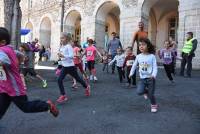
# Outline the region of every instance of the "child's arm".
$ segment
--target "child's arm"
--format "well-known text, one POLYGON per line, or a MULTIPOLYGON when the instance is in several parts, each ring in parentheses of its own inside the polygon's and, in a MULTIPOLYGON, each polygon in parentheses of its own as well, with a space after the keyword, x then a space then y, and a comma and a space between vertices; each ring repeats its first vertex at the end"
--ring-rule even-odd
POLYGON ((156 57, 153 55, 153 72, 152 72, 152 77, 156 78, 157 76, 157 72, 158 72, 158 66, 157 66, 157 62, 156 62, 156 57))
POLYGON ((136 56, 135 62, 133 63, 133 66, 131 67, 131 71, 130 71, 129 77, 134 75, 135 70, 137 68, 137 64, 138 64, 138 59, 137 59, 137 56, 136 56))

──────────

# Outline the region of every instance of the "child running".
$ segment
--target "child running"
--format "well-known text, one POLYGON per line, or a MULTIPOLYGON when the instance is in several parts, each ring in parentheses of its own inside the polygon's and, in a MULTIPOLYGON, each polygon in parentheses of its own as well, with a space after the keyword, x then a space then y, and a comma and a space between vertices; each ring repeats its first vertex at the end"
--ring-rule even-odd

──────────

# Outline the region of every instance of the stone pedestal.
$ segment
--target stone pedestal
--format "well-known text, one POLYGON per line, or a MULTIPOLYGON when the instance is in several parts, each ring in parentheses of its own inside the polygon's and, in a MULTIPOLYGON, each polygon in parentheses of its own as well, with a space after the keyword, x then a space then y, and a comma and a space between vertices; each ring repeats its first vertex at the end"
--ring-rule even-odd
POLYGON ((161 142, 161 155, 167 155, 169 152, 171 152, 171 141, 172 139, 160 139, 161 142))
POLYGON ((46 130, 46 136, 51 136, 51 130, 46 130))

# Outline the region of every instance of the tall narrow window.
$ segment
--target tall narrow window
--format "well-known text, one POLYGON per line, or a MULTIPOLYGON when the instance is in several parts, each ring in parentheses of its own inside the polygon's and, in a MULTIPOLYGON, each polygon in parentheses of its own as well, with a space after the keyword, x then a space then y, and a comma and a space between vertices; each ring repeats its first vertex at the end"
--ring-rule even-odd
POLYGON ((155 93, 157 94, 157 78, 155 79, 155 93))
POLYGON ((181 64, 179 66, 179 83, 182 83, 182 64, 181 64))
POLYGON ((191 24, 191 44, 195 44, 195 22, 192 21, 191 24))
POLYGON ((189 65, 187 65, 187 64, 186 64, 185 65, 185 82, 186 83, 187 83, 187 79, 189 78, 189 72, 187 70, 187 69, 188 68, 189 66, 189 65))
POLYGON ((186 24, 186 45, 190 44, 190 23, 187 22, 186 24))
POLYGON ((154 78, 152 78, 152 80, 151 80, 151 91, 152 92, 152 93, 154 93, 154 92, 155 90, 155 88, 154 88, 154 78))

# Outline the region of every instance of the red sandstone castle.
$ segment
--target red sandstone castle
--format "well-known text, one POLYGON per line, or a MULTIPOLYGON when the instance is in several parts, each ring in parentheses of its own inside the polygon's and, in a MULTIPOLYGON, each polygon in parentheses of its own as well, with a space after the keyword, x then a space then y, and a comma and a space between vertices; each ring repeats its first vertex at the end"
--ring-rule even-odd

──────────

### [WHAT YOU HAVE TO DO]
Rewrite everything in the data from the line containing "# Outline the region of every instance of the red" down to the line containing "--target red sandstone castle", changing "sandstone" to "brick" and keeping all else the same. Return only those lines.

### [RESPONSE TO THIS EXERCISE]
# Outline the region of every instance of the red brick castle.
$ segment
--target red brick castle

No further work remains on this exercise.